> **Your tasks**
a: In the mailing-list message, what name is proposed for the new read-lock?
b: Reproduce the section of the mailing-list message that opens with the words containing "However, subsystems such" and closes with "have multithreaded workqueues!".
c: Name every person in the Cc field of the mailing-list message.

> **Supplied passage**
··········

[<prev] [next>] [<thread-prev] [thread-next>] [day] [month] [year] [list]
Message-ID: <20080428070256.GB14285@in.ibm.com>
Date: Mon, 28 Apr 2008 12:32:56 +0530
From: Gautham R Shenoy <ego@...ibm.com>
To: Oleg Nesterov <oleg@...sign.ru>
Cc: Heiko Carstens <heiko.carstens@...ibm.com>,
Peter Zijlstra <peterz@...radead.org>,
Johannes Berg <johannes@...solutions.net>,
Martin Schwidefsky <schwidefsky@...ibm.com>,
Srivatsa Vaddagiri <vatsa@...ibm.com>,
linux-kernel@...r.kernel.org
Subject: Re: get_online_cpus() && workqueues
On Sat, Apr 26, 2008 at 06:43:30PM +0400, Oleg Nesterov wrote:
> Gautham, Srivatsa, seriously, can't we uglify cpu.c a little bit to solve
> the problem. Please see the illustration patch below. It looks complicated,
> but in fact it is quite trivial.
>
> In short: work_struct can't use get_online_cpus() due to deadlock with the
> CPU_DEAD phase.
>
> Can't we add another nested lock which is dropped right after __cpu_die()?
> (in fact I think it could be dropped after __stop_machine_run).
>
> The new read-lock is get_online_map() (just a random name for now). The only
> difference wrt get_online_cpus() is that it doesn't protect against CPU_DEAD,
> but most users of get_online_cpus() doesn't need this, they only need a
> stable cpu_online_map and sometimes they need to be sure that some per-cpu
> object (say, cpu_workqueue_struct->thread) can't be destroyed under this
> lock.
>
> get_online_map() seem to fit for this, and can be used from work->func().
> (actually, I think most users of use get_online_cpus() could use the new
> helper instead, but this doen't matter).
Sorry for the late reply.
Haven't looked at the patch yet, but I am okay with the idea,
since it is useful for subsystems that need the cpu_online_map
to be consistent while performing some operation and aren't really
concerned with serialization wrt entire CPU-Hotplug operation.
However, subsystems such as cpufreq require serialization with respect
to the whole CPU-Hotplug operation since they do initialization and
cleanup pre and post the change of the cpu_online_map.
The current code, or this patch doesn't help in such cases
when such subsystems have multithreaded workqueues!
Case in point:
the ondemand governor code. If you look at the problems mentioned in the
earlier mails, we have a dependency between the cpufreq per_cpu rwsem
and the cpu_hotplug lock, as on the read-path, we aren't nesting
the rwsem with get_online_cpus(), but on the write path we are.

··········

> **Dataset records**
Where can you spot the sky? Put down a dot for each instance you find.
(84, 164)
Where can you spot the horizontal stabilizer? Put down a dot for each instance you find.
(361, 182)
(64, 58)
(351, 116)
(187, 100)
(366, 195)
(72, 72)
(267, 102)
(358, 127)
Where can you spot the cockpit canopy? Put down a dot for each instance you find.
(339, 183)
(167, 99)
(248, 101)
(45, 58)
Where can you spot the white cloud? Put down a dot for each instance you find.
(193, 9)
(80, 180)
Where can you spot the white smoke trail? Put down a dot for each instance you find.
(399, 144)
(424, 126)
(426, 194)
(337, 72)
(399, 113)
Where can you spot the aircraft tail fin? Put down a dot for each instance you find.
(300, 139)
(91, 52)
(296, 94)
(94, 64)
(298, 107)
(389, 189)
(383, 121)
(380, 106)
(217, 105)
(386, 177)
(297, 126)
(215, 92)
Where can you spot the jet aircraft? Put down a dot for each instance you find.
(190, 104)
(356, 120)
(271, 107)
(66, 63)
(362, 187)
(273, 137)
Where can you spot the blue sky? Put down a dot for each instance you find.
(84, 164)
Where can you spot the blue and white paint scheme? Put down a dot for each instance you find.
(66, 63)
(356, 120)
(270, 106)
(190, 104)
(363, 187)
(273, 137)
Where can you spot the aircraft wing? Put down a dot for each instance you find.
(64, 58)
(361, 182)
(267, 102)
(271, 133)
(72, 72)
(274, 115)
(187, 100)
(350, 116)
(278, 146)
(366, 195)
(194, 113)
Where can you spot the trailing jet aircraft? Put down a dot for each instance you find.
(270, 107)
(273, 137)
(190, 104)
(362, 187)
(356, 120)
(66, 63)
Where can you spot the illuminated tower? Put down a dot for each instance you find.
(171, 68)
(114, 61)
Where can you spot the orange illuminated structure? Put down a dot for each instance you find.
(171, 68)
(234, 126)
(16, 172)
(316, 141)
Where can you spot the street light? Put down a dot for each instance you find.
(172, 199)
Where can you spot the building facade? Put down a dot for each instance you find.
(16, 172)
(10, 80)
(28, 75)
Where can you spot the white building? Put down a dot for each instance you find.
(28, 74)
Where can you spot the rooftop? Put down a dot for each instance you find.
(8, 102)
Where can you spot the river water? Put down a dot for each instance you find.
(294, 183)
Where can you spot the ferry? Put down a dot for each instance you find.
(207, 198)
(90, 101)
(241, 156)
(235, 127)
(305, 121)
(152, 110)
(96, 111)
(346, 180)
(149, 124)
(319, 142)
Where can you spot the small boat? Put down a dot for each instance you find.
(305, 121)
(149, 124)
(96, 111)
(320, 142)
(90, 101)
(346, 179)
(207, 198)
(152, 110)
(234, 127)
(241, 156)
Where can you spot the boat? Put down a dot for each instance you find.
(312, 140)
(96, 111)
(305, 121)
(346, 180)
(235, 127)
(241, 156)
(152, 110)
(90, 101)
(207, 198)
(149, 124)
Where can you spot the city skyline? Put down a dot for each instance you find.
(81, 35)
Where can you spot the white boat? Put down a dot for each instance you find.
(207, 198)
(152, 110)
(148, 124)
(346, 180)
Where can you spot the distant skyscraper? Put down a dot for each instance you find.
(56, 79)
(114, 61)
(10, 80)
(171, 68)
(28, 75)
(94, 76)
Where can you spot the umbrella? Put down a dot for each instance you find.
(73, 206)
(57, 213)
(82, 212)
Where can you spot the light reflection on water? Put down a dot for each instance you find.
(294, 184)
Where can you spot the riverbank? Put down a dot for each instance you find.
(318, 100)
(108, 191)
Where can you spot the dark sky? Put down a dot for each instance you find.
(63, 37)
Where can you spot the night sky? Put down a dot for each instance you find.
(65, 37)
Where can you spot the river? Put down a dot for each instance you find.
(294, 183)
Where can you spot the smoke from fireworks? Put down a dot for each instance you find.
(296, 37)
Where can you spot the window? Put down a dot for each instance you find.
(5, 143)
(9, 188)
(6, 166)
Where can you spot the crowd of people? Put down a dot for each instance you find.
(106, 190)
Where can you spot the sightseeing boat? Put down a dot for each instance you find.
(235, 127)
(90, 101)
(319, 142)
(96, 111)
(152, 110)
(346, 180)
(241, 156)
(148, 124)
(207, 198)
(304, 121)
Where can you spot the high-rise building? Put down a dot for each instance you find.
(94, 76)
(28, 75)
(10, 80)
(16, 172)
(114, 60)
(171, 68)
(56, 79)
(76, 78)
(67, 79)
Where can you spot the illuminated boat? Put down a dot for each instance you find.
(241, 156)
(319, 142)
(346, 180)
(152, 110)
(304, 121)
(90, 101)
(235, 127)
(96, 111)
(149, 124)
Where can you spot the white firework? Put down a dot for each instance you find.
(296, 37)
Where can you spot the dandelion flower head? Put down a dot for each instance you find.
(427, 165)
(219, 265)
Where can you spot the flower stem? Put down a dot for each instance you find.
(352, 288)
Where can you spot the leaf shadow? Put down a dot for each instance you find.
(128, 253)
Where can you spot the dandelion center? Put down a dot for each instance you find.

··········

> **Full answers**
a: get_online_map()

b:
However, subsystems such as cpufreq require serialization with respect
to the whole CPU-Hotplug operation since they do initialization and
cleanup pre and post the change of the cpu_online_map.
The current code, or this patch doesn't help in such cases
when such subsystems have multithreaded workqueues!

c: Heiko Carstens, Peter Zijlstra, Johannes Berg, Martin Schwidefsky, Srivatsa Vaddagiri